Dataset records -
▶

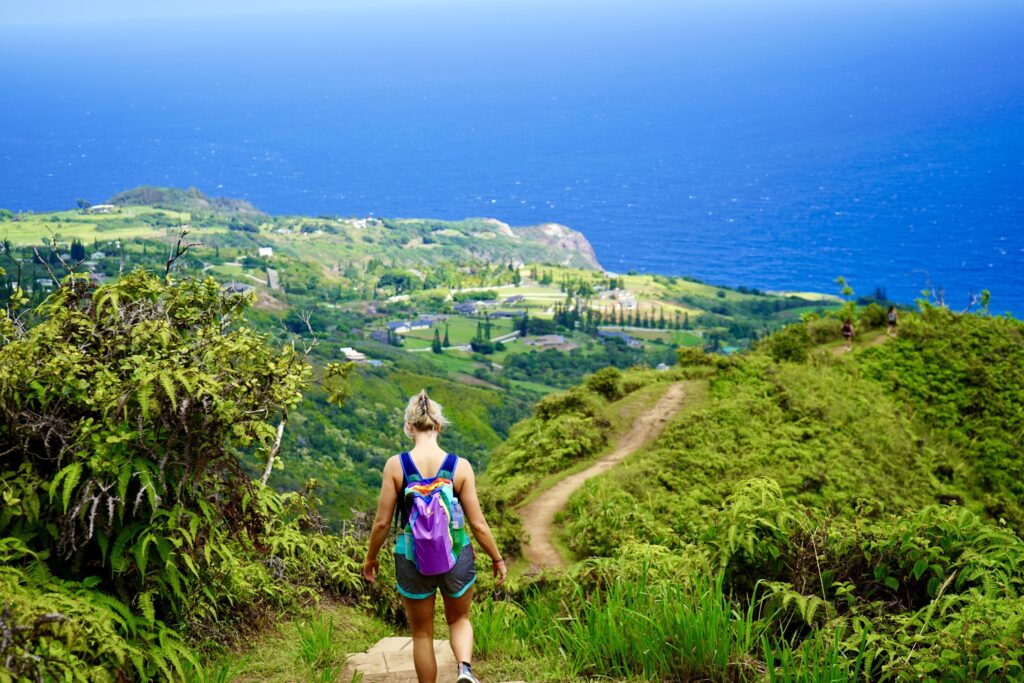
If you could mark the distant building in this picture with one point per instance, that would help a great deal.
(632, 342)
(271, 280)
(545, 341)
(236, 288)
(352, 355)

◀

Task to complete -
Please rewrite the records above with "distant building" changed to "far-off building" and nothing else altered, leaving out the pictures.

Task output -
If you could mark the far-off building in this picture with one point per instance, that would help a great deal.
(632, 342)
(271, 280)
(545, 341)
(236, 288)
(352, 355)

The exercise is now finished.